* [EXTRACT]
--------
Former PBoC official: Monetary tightening may burst China’s economic bubble

Signs that the Communist Party’s central bank (PBOC) will tighten liquidity this year are being closely watched by investors. In January, a senior bank official called on the market to tighten money to curb real estate and stock market bubbles. In response, a former PBoC official warned that tightening monetary policy would not effectively prevent asset bubbles, but would burst them and China would risk “huge economic losses.

Bloomberg reported on March 17 that Sheng Songcheng, former director of the central bank’s survey and statistics department, said stricter market regulation would be better than tighter policies to reduce speculation in financial assets.

Sheng is now a professor at China Europe International Business School in Shanghai.

Responding to a written question from Bloomberg, Sheng Songcheng said, “Tightening monetary policy cannot effectively prevent asset bubbles, but it will burst them and bring huge economic losses.”

He said monetary policy should not be tightened in the short term, in part because China’s investment and consumption growth rates have not fully recovered from the Communist Party virus pandemic.

Sheng believes that while other major economies have used loose monetary policy to restore growth, a tightening of monetary policy in China would lead to an influx of speculative capital, which would push up the yuan’s exchange rate, weaken the competitiveness of exporters and could also lead to a surge in imports, introducing Inflation and asset bubbles.
--------
* [SOURCE MATERIAL]
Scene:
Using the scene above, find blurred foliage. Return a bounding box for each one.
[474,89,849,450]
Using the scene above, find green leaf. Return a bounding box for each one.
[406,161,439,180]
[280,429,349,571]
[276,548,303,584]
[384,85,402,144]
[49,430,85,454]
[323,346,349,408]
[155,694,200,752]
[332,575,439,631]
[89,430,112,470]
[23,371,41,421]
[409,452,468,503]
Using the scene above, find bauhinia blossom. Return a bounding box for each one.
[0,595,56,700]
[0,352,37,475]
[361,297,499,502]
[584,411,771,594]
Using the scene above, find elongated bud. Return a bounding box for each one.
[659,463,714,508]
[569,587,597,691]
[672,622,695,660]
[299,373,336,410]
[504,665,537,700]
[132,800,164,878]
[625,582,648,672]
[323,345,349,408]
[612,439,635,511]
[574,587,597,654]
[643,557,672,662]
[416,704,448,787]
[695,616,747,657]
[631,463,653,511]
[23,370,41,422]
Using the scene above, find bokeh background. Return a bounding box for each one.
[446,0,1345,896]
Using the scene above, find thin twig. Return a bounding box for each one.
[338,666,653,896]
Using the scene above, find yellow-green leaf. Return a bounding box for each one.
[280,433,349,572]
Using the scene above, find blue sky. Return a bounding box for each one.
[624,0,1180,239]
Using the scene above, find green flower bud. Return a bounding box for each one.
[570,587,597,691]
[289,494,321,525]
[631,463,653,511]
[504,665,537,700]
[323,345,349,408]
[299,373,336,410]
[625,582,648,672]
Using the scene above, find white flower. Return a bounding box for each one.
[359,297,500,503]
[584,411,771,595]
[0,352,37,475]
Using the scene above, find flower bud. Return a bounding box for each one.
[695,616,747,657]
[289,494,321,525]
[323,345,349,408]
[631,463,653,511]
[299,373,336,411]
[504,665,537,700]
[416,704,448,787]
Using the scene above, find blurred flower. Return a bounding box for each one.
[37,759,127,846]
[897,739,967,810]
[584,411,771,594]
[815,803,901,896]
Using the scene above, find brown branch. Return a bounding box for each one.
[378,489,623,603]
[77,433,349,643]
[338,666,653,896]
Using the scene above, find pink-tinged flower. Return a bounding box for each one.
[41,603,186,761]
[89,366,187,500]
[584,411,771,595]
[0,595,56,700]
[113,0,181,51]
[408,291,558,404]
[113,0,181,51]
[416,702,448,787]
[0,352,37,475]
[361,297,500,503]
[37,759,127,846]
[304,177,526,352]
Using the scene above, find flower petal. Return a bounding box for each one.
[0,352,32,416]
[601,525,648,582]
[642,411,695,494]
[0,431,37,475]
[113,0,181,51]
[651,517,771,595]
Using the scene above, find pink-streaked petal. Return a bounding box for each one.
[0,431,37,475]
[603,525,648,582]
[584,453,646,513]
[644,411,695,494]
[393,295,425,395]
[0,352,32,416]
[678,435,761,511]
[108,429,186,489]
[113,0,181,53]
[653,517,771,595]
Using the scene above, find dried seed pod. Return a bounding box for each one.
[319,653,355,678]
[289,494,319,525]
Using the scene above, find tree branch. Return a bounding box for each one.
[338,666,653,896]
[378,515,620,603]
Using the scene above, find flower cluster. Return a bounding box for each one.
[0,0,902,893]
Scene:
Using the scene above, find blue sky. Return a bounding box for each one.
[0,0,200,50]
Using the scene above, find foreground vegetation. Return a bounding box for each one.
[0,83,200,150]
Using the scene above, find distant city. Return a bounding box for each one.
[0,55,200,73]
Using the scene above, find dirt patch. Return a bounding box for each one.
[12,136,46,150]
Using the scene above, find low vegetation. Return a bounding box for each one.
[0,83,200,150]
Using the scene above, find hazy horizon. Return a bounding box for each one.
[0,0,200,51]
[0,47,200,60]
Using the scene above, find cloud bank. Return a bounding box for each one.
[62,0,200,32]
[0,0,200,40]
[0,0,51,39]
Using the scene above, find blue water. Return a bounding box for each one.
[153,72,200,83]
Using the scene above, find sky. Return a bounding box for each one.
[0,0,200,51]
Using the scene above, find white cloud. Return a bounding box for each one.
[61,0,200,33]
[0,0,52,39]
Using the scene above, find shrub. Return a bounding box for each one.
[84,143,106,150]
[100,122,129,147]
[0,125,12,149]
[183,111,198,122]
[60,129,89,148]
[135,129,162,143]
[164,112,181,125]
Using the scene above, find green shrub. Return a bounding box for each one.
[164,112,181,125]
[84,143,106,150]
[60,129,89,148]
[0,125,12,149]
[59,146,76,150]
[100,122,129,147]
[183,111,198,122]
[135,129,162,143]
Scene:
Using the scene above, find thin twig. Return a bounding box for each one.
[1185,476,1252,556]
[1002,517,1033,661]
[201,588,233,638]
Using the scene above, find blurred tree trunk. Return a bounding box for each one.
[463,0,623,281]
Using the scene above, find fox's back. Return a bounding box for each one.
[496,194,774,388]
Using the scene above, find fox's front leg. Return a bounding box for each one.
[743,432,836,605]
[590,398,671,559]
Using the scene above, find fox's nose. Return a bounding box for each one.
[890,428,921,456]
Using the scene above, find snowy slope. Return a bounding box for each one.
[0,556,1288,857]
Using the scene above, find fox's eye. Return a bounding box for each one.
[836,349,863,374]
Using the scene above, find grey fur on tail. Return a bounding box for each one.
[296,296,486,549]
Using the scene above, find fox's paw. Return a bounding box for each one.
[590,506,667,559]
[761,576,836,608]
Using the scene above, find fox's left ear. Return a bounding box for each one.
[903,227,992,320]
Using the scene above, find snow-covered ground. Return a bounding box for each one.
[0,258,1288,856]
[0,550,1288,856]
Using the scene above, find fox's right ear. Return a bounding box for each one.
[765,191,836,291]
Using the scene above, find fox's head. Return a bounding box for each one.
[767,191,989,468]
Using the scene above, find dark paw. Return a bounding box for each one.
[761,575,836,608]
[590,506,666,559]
--------
* [TASKS TO COMPLETE]
1. From the last paragraph of the article on monetary tightening in China, list each consequence Sheng says a tightening of monetary policy in China would bring.
2. According to the article on monetary tightening in China, what position does Sheng Songcheng hold now?
The listing is separate material and has no connection to the article.

* [RESULTS IN ORDER]
1.
- An influx of speculative capital
- A higher yuan exchange rate
- Weaker competitiveness of exporters
- A possible surge in imports
- Inflation and asset bubbles

2. He is a professor at China Europe International Business School in Shanghai.